### OBJECTIVE:
Arrange the lines of the records from the line with "# draw the outline of every instance of the orange" to the line with "462), (129, 471)]", both included, as a JSON list of strings, one string per line and blank lines omitted.

Outline annotation records:
== == ==
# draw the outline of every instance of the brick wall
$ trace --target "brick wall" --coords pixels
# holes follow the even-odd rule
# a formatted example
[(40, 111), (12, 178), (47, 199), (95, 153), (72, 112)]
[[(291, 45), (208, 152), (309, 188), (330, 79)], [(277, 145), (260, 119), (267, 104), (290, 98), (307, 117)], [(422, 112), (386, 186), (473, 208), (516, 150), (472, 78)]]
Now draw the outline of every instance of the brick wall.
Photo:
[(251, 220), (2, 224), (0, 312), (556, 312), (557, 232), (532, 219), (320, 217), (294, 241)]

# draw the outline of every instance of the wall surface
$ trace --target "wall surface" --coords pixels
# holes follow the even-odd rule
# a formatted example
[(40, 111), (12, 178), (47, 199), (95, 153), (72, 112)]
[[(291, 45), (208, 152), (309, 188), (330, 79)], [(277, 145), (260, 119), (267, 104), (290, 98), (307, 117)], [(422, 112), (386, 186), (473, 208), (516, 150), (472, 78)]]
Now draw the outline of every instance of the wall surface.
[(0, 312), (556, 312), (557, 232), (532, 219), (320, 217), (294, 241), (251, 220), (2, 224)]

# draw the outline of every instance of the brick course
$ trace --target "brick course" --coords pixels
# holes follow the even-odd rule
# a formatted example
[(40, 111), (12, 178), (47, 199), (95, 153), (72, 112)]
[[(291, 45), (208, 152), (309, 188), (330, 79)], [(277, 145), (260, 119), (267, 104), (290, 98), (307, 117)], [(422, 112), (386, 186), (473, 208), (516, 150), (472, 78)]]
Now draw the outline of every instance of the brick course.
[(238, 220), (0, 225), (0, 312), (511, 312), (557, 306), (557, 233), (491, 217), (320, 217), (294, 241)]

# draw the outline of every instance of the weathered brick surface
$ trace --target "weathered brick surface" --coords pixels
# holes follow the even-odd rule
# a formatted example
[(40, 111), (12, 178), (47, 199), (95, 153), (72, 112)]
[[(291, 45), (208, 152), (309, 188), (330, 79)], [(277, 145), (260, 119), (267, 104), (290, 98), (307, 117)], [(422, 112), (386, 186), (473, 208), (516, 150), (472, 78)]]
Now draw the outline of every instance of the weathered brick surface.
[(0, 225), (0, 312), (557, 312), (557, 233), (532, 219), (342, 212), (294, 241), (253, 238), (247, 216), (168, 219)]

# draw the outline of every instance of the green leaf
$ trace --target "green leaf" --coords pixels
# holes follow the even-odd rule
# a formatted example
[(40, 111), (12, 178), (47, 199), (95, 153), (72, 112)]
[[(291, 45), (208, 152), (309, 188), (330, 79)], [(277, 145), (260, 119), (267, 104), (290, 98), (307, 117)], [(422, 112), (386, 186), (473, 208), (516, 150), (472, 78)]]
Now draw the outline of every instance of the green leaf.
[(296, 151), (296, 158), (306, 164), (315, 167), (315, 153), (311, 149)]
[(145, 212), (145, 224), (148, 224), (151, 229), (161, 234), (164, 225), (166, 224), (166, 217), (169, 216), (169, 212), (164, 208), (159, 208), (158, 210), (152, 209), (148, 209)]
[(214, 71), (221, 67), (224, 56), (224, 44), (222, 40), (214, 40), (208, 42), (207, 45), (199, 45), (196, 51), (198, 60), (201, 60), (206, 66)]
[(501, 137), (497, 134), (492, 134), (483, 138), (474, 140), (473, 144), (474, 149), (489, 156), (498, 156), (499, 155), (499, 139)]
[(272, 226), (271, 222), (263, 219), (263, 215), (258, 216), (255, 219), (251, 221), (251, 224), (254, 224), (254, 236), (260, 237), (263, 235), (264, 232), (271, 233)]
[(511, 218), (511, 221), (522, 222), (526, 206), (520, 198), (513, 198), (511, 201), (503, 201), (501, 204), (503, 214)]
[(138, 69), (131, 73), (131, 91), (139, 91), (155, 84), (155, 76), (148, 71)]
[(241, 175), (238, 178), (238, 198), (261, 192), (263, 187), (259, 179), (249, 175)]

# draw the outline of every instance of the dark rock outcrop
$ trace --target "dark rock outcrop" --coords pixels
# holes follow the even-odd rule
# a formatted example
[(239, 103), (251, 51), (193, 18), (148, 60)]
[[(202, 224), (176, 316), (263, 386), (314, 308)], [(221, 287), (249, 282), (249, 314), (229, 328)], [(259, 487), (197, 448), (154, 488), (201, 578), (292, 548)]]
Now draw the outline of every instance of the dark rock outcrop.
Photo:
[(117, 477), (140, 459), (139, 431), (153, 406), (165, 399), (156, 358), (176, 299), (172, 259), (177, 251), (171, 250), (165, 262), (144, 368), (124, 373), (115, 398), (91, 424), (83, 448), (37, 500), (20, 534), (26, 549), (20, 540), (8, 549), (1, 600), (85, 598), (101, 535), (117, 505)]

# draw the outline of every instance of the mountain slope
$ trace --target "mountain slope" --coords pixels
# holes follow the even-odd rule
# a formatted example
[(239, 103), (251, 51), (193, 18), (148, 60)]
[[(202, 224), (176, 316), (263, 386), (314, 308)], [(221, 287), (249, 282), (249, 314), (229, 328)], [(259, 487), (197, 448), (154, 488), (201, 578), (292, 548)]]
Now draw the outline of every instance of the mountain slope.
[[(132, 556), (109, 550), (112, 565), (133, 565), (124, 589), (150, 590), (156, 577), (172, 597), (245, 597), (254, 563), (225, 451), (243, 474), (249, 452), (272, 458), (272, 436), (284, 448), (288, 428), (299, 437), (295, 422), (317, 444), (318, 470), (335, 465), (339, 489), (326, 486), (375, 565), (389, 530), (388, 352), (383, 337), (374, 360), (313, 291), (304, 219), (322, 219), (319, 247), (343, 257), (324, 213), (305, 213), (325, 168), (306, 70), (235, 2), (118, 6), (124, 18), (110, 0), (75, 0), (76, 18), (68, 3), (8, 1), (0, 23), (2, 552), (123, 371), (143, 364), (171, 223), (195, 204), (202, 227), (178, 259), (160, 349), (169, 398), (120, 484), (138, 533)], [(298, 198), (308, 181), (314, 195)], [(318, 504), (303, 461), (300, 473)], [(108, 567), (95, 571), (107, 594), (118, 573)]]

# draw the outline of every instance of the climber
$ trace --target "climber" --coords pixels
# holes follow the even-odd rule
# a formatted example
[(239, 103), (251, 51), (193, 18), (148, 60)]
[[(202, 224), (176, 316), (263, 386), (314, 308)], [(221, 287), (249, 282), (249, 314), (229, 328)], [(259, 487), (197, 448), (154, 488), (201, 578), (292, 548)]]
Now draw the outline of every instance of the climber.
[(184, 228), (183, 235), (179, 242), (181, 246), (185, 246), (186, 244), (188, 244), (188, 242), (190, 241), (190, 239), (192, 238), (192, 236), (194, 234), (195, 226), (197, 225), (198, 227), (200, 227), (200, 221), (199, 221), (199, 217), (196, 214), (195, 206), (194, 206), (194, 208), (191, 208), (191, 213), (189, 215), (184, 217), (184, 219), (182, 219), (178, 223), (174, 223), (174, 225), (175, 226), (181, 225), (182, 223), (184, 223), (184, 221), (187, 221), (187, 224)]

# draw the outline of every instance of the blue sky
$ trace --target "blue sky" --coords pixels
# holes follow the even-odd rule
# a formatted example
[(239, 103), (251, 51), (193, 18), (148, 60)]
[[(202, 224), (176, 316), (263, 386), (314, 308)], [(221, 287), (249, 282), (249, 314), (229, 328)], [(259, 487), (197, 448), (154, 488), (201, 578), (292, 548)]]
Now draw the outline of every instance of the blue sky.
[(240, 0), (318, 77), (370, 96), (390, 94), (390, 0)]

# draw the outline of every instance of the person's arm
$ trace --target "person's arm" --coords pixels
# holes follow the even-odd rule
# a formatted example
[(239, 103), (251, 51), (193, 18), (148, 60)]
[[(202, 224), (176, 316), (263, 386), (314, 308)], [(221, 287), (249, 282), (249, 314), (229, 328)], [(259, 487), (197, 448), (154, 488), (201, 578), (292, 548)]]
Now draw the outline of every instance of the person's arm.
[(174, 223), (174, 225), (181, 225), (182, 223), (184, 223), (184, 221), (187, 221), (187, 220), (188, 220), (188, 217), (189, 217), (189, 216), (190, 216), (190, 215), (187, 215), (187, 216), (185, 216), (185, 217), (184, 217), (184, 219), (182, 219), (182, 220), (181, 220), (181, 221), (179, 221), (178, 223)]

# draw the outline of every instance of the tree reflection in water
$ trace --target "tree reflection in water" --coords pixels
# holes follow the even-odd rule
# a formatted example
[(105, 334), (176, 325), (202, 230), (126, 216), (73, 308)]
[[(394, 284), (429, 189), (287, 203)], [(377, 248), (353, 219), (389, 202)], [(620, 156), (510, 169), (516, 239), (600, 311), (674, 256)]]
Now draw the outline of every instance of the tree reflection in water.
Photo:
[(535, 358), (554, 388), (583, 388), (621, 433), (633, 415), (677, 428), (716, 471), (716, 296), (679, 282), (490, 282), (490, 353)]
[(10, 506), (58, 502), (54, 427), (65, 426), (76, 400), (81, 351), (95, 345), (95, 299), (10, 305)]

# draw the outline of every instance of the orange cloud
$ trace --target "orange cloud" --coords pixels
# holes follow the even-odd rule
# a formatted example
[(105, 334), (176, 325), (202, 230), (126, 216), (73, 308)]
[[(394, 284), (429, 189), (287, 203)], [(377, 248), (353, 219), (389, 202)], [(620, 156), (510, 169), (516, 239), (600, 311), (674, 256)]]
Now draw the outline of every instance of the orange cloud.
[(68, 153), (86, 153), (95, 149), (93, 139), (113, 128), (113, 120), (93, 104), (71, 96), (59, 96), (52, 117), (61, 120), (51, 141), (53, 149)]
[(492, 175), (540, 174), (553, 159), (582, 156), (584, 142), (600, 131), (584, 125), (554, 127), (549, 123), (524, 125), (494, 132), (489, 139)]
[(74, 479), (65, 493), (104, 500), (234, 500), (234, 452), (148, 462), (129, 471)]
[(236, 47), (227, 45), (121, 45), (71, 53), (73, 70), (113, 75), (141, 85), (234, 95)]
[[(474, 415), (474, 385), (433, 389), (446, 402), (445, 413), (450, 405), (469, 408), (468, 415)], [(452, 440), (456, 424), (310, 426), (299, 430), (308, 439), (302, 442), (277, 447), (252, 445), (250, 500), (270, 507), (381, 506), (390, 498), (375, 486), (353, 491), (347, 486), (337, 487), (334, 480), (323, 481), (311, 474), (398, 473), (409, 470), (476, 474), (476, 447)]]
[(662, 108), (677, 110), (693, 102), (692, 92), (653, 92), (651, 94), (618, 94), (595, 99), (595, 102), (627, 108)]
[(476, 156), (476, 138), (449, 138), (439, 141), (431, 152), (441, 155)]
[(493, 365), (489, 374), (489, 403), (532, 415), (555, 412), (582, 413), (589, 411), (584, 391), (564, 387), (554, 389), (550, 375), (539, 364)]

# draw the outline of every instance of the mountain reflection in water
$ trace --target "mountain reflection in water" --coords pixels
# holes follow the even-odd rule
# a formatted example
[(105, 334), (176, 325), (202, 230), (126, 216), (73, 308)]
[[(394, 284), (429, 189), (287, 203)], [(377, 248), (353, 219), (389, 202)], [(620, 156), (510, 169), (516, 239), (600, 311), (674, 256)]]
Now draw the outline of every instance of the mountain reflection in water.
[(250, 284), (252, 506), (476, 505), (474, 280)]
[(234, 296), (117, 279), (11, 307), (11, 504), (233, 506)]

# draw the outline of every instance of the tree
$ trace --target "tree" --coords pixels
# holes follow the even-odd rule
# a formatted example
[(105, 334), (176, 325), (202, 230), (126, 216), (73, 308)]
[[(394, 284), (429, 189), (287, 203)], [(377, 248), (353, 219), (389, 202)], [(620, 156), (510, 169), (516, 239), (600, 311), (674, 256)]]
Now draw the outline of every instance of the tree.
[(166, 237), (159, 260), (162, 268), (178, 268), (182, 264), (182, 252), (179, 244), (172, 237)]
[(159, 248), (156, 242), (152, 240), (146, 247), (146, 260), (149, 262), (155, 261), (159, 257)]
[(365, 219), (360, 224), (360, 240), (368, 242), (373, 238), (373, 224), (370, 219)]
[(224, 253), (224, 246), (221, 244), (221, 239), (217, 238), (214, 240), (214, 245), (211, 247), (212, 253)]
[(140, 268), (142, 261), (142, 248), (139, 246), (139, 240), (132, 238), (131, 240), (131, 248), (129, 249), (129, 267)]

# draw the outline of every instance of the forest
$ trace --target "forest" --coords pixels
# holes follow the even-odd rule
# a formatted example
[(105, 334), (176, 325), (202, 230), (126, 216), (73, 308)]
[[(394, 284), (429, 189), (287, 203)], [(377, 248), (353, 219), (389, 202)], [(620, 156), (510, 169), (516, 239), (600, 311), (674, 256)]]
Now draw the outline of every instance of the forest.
== == ==
### WRITTEN SOLUTION:
[
  "# draw the outline of every instance of the orange cloud",
  "$ trace --target \"orange cloud\" --coords pixels",
  "# holes follow the even-odd rule",
  "# a formatted example",
  "[(105, 334), (176, 325), (202, 230), (126, 216), (73, 308)]",
  "[[(394, 284), (429, 189), (287, 203)], [(377, 248), (353, 219), (389, 202)], [(620, 156), (510, 169), (516, 239), (600, 311), (674, 256)]]",
  "Now draw the outline of every instance of the orange cloud.",
  "[(68, 153), (86, 153), (95, 149), (93, 139), (113, 128), (113, 120), (93, 104), (71, 96), (59, 96), (52, 117), (61, 120), (51, 141), (53, 149)]",
  "[(492, 175), (540, 174), (553, 159), (582, 156), (584, 142), (600, 131), (584, 125), (554, 127), (549, 123), (524, 125), (494, 132), (489, 139)]",
  "[(74, 479), (65, 493), (104, 500), (234, 500), (234, 452), (148, 462), (129, 471)]"
]